In the latest edition of Oil Express, I read a “news” story that outlined the details behind Zurich Insurance Group’s decision to stop underwriting policies for underground storage tanks (USTs).  The article – which is really old “news” to NJGCA and our members – discussed how Zurich is finally exiting this market after originally announcing their decision a year ago.

However, some of you have wondered why Zurich – a huge name in the business – has stopped underwriting policies?  

To discern what’s really going on, we turned to Eric Dana, a Member Benefit Partner (MBP) and owner of Dana Insurance.  According to Eric, some of the fault can be attributed to sloppy homework by Zurich underwriters, who never checked into the accuracy of the tank information they were getting when structuring policies.  This went on for years and created opportunities for fraud, abuse, and inaccuracy.  Unfortunately, the claims eventually piled up even as their receivables fell, pressuring Zurich to raise rates a number of times.  The rate increase obviously didn’t only harm the “affected” policy holders in their UST program, but also “conforming” policy holders who were not at risk.  The result was that the “good” folks who were able to get alternate coverage left Zurich for companies offering more affordable policies.  That left all the bad apples behind; which eventually led to the program’s demise.  

Thankfully, NJGCA members who need UST insurance have alternatives through
Dana Insurance.  Eric tells us that there are nine companies out there with competitive rates for station owners who have been notified that Zurich will not renew their policies.  This is especially true for “good risk” retailers who are proactive in their compliance requirements, such as doing leak detections; getting regulation tests completed; making sure registrations are accurate, et al.  

If you are an affected policy holder – or if you just want to see what other (affordable) alternatives are out there – please contact NJGCA so we can put you in touch with Eric Dana!

This week in Trenton we saw some action on the gift card legislation.  As you know, two years ago the Legislature and the Governor changed the rules governing unused gift cards in New Jersey.  They made it so that any money left on a gift card that hadn’t been used in 2 years would be confiscated by the state as unclaimed property.  The consumers who own this gift card would still be able to wake up and use it, but the retailer who sold it would have to jump through a few hoops to get the money back from the state.  That law also said that retailers would have to record the zip code of every customer who bought a gift card going forward.  These new regulations were deemed so onerous that several retail business trade groups filed suit to stop the law from taking effect, and several of the biggest gift card companies said that they would stop selling gift cards in New Jersey rather than adhere to these new rules.  

In light of those threats, members of the Legislature moved to effectively repeal this law by passing A-1871 on party lines back in March.  Now, in the final rush to get legislation passed before the summer recess, a new compromise bill on the issue has been passed by the Legislature.  S-1928 is in many ways a watered down version of A-1871, but it is certainly better than the current situation.  This bill is sponsored by Senator Paul Sarlo (D-Bergen), Sen. Fred Madden (D-Gloucester), Assemblyman Pat Diegnan (D-Middlesex), and Asm Declan O’Scanlon (R-Monmouth) and has already passed both houses of the Legislature with the support of 119 out of 120 legislators.

Stored data entries:
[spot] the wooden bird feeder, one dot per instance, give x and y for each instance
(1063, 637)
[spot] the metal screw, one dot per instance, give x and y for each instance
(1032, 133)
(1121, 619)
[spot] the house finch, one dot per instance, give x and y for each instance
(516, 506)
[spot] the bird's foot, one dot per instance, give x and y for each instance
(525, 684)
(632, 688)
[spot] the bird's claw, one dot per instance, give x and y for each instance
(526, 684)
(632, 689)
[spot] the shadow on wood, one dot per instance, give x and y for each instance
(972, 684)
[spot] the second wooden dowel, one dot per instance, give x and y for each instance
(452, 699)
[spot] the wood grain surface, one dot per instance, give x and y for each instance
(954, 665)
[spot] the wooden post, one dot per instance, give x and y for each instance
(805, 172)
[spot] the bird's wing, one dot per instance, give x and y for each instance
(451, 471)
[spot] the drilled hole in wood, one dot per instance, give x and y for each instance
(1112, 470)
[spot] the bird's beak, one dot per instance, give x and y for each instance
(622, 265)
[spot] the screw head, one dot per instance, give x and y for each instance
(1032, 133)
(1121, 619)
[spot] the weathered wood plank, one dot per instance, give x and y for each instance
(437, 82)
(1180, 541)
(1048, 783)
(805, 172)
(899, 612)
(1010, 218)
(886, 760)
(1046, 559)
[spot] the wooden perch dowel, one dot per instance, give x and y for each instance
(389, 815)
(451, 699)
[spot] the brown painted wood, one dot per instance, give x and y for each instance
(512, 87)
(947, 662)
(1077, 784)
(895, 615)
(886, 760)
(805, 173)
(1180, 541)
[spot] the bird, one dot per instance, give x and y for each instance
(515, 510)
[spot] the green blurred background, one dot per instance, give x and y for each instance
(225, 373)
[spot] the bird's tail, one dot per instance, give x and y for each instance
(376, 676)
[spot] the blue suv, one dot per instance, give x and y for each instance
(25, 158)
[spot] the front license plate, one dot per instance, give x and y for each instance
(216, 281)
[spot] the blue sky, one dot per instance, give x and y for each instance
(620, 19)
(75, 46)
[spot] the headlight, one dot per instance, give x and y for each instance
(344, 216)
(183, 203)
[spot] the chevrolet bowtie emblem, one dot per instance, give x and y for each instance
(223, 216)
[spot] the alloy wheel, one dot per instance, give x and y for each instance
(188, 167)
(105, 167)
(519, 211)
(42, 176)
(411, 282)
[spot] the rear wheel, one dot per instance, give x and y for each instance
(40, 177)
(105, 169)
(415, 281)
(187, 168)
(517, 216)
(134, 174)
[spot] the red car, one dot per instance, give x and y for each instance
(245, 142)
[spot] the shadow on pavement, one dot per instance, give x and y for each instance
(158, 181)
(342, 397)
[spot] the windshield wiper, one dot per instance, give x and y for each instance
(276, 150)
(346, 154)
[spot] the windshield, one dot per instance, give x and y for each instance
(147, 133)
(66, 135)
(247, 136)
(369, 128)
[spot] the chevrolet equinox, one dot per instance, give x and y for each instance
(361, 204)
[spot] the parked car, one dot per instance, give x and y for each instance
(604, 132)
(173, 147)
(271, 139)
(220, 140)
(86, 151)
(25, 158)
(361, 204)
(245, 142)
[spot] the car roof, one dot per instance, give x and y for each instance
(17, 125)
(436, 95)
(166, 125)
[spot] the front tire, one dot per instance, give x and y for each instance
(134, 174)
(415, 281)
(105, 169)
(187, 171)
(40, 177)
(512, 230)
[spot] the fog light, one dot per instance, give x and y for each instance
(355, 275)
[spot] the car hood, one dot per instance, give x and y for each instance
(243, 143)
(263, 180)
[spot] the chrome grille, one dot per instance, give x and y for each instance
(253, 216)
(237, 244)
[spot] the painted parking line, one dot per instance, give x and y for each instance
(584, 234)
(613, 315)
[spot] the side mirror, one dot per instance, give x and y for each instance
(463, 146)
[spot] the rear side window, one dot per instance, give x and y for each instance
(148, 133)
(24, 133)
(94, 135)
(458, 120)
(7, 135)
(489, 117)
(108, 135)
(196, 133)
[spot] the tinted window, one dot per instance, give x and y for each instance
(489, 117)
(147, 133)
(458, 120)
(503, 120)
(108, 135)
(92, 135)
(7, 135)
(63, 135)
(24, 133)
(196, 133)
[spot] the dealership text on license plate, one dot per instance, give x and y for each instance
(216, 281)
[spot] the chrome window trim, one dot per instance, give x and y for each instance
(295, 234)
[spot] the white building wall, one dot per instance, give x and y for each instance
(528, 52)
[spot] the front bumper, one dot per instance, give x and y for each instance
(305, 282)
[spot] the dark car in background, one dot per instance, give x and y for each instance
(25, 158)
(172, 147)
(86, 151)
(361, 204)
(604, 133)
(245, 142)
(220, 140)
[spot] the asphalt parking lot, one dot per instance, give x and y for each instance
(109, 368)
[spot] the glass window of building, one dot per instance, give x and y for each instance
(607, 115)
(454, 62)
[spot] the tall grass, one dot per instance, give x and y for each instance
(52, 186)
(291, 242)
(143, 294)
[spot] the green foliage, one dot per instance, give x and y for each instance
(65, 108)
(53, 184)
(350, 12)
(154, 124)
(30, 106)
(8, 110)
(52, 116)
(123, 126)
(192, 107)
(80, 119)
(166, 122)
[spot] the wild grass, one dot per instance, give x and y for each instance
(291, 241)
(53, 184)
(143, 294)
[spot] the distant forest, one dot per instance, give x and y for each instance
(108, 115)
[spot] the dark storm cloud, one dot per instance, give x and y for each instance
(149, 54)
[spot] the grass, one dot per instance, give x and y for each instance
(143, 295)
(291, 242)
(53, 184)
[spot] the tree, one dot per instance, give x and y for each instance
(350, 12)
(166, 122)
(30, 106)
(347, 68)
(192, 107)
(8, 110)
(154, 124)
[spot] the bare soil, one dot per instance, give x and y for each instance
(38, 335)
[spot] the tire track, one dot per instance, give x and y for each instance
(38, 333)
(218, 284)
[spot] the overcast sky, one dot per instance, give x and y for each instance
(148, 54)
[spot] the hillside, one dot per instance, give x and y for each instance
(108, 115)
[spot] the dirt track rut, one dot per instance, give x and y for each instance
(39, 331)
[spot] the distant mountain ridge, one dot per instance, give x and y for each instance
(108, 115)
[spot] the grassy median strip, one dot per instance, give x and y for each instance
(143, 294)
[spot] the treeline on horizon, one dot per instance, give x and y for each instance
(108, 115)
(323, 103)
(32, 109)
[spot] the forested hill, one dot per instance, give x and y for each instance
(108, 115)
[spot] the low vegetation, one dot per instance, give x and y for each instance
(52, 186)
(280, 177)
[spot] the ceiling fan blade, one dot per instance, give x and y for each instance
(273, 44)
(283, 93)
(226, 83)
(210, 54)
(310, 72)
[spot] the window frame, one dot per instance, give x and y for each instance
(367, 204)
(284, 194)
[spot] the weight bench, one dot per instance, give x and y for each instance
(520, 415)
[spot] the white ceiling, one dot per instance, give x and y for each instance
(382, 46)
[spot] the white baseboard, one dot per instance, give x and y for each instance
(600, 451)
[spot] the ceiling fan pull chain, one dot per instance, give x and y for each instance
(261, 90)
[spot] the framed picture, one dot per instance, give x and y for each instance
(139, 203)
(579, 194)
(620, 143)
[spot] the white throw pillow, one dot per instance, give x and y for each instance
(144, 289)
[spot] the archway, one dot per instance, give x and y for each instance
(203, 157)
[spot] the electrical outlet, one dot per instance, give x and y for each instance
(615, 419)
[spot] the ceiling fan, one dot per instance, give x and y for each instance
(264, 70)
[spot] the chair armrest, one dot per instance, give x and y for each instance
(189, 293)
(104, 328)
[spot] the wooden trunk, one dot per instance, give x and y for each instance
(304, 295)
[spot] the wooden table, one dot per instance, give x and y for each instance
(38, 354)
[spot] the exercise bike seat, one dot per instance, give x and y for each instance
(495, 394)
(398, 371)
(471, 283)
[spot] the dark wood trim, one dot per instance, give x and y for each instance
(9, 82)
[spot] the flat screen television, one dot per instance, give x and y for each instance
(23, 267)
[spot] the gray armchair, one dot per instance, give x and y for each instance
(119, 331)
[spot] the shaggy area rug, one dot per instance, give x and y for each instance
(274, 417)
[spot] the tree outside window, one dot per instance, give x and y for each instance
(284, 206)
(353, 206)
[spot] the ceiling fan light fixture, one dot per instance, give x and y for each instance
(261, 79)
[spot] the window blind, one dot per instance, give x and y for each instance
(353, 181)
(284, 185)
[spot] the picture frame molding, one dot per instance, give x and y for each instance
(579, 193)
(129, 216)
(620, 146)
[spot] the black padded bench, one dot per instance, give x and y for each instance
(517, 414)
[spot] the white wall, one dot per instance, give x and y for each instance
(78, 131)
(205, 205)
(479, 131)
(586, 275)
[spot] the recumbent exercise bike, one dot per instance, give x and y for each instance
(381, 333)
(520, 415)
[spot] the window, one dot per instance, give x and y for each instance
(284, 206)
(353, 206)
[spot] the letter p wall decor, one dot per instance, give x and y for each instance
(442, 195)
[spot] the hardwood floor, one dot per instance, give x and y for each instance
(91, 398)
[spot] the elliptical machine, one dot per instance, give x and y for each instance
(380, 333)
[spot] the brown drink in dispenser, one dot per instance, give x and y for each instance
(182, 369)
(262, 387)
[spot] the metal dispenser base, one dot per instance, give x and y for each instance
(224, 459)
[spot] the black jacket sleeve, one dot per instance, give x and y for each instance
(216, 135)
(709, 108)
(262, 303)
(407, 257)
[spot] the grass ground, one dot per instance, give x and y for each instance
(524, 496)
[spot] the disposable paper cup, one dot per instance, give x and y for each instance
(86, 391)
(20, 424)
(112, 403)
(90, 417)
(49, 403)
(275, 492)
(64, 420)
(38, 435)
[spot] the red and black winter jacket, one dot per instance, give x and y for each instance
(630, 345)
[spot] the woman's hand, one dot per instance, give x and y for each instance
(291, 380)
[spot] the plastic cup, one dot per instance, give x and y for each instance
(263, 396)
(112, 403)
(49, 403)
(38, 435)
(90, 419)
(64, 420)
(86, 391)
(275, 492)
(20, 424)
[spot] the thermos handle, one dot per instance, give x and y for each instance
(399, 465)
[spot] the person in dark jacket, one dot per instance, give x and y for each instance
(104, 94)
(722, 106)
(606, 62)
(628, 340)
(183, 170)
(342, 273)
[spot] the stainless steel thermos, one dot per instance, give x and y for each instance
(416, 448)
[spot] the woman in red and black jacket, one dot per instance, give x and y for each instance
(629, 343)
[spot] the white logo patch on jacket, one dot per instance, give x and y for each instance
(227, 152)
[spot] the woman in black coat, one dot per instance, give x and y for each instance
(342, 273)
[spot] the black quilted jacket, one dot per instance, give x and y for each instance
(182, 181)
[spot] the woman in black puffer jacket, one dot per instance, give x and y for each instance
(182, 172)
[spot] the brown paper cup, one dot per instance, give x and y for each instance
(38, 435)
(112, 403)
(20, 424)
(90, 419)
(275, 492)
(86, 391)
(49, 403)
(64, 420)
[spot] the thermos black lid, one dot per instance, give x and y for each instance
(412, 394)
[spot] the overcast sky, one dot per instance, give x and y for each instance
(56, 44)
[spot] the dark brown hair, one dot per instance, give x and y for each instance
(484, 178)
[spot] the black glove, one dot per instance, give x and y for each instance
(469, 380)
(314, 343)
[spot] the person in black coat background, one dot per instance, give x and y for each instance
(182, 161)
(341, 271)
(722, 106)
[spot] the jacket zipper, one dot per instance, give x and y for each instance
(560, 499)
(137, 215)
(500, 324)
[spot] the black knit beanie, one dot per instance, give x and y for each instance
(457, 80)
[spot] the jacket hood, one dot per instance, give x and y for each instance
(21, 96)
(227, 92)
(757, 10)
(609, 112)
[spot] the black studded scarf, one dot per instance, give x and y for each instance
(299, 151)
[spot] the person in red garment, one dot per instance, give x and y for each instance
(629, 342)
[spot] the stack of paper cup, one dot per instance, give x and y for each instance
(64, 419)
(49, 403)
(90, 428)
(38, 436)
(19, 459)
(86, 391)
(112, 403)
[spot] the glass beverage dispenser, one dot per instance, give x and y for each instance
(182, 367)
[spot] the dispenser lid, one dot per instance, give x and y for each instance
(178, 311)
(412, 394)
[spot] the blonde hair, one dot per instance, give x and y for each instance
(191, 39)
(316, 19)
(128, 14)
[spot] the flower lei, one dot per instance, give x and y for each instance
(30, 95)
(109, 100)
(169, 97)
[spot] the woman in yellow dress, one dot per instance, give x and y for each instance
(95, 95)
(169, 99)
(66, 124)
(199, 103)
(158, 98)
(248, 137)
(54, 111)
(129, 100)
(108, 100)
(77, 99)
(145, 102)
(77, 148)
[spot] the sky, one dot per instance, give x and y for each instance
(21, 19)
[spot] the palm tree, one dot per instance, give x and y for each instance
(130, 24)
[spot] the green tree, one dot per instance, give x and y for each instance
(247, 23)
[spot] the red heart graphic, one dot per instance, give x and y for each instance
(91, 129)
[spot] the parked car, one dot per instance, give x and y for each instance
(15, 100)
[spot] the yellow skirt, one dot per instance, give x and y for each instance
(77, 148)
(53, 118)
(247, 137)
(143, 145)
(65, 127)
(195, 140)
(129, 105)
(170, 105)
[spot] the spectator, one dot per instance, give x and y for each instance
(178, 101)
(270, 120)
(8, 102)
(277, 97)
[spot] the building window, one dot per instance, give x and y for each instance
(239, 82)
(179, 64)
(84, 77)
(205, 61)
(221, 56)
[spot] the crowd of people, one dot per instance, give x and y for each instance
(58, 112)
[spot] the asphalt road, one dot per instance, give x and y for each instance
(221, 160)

### Written tasks
(1) In the piece on UST insurance, how many companies does Eric Dana say offer competitive rates to station owners whose Zurich policies will not be renewed?
(2) Rewrite the stored data entries from the line with "[spot] the spectator, one" up to and including the final line of the entries, replacing "dot" with "point" and leaving everything else unchanged.

### Solutions to the exercise
(1) Nine companies.

(2)
[spot] the spectator, one point per instance, give x and y for each instance
(178, 101)
(270, 120)
(8, 102)
(277, 97)
[spot] the building window, one point per instance, give x and y for each instance
(239, 82)
(179, 64)
(84, 77)
(205, 61)
(221, 56)
[spot] the crowd of people, one point per instance, give x and y for each instance
(58, 112)
[spot] the asphalt road, one point per instance, give x and y for each instance
(221, 160)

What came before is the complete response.